#### SHORT EXERCISE
Output the lines of the entries below beginning at the one with "point: stack of papers" and ending with the last, exactly as written and without pictures.

Point-based annotation data
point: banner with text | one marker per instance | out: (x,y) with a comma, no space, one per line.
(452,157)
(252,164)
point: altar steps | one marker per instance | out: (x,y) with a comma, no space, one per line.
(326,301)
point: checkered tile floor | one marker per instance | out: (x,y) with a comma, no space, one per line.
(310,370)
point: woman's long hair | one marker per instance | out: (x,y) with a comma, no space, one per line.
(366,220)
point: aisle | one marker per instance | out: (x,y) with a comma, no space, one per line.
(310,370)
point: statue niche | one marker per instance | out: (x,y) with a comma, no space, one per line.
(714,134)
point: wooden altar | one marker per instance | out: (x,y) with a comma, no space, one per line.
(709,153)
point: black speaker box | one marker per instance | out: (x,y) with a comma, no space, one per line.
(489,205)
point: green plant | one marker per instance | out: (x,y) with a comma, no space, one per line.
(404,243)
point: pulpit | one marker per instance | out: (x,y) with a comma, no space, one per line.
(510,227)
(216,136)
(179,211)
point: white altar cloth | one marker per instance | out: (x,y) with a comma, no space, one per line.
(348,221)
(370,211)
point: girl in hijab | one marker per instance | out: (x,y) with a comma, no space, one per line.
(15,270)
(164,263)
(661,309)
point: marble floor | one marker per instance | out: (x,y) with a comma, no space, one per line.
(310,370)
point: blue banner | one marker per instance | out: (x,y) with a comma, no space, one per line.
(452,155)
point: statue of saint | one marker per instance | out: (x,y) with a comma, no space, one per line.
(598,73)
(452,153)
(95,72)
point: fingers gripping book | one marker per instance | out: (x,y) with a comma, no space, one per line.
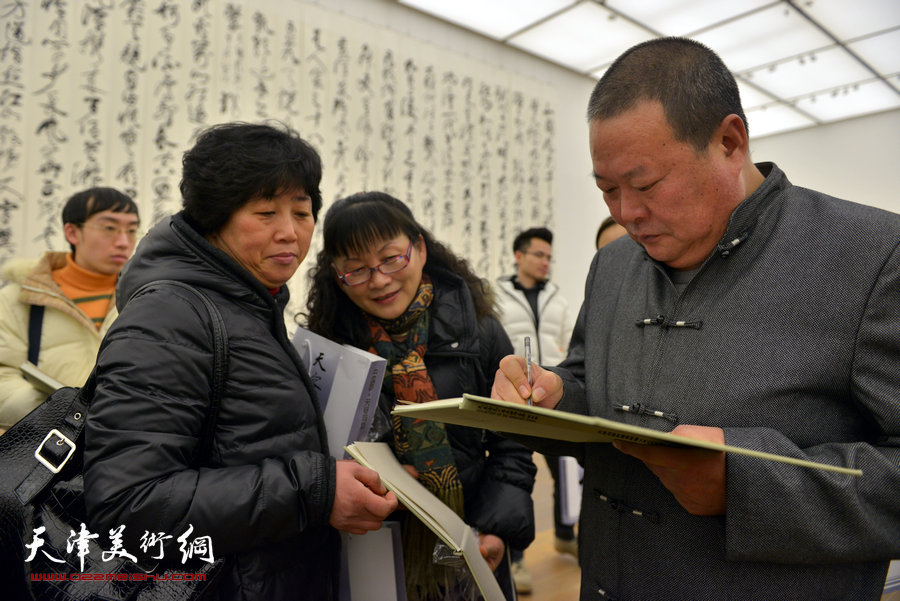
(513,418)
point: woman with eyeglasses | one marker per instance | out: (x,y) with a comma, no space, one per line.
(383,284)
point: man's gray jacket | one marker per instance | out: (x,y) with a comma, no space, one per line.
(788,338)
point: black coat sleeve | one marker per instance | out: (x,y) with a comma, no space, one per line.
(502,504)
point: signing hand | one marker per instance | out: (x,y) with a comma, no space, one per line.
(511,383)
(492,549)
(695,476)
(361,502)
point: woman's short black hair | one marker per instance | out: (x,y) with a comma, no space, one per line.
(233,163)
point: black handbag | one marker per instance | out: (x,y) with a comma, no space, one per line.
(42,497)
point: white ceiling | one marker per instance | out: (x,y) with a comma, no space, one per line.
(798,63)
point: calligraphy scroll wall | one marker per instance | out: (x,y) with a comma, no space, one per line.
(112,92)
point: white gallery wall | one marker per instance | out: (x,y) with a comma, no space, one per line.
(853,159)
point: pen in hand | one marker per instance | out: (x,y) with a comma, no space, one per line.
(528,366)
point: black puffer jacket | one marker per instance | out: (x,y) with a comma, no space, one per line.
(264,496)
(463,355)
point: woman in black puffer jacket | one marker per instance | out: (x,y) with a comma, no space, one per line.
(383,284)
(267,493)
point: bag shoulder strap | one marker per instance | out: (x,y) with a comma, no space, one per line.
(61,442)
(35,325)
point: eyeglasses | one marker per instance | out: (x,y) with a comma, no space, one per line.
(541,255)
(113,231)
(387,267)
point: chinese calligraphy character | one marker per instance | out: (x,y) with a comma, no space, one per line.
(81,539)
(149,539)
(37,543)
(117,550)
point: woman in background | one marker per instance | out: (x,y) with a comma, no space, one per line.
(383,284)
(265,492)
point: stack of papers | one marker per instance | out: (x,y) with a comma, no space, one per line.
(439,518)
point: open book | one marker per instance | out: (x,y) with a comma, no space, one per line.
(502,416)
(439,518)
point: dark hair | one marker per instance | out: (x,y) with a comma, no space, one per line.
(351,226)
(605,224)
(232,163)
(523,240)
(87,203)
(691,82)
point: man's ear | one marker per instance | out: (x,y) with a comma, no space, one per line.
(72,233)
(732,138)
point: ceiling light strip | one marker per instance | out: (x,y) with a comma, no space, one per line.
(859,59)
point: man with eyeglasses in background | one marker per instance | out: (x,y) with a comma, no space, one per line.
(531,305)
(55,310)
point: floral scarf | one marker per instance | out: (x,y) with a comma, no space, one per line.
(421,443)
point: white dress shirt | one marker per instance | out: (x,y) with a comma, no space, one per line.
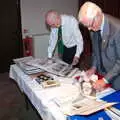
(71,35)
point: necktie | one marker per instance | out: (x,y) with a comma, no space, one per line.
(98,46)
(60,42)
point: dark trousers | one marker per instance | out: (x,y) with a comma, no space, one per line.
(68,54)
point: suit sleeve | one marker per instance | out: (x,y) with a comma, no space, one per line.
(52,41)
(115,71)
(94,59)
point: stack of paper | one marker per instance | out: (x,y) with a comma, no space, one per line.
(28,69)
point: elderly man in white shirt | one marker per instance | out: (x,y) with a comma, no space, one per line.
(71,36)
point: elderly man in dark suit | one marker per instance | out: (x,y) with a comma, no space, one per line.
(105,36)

#### SOLUTION BELOW
point: stack of papers | one marker per instance | out: (x,y) with a comma, no space, one per line.
(439,518)
point: open book | one marker per instance | out: (x,y) with a comma, no space, one per line.
(502,416)
(439,518)
point: dark hair | one marker per instance | out: (x,y) with a comma, no space, one per line.
(351,226)
(605,224)
(232,163)
(523,240)
(87,203)
(691,82)
point: man's ear | one marker per instance | out: (x,y) with a comma, no space, one per line.
(72,233)
(732,138)
point: ceiling light strip | one marker per instance | out: (x,y) with a comma, no space, one per line.
(859,59)
point: man with eyeglasses in background | one marker per instance | out: (x,y) with a comma, no space, one per line.
(531,305)
(55,310)
point: floral scarf | one marker per instance | out: (x,y) with a comma, no space, one per line.
(421,443)
point: white dress shirt | one marker per instance | out: (x,y) with a comma, no space, one per line.
(71,35)
point: necktie | one marker per instance | out: (x,y) with a comma, no space, one per line.
(98,46)
(60,42)
point: dark trousers | one marker per instance | out: (x,y) with a comma, no space, one per line.
(68,54)
point: suit sleeve | one marker per instance | out: (x,y) with a comma, no space, one per line.
(52,41)
(115,71)
(94,59)
point: stack of paper | one marker per instance | out: (x,y) with a comma, no space, one per line.
(28,69)
point: elderly man in white shirt | one marker per instance | out: (x,y) with a comma, no space, one per line.
(71,36)
point: elderly man in dark suit | one marker per instance | out: (x,y) with a comma, no space, one per line.
(105,36)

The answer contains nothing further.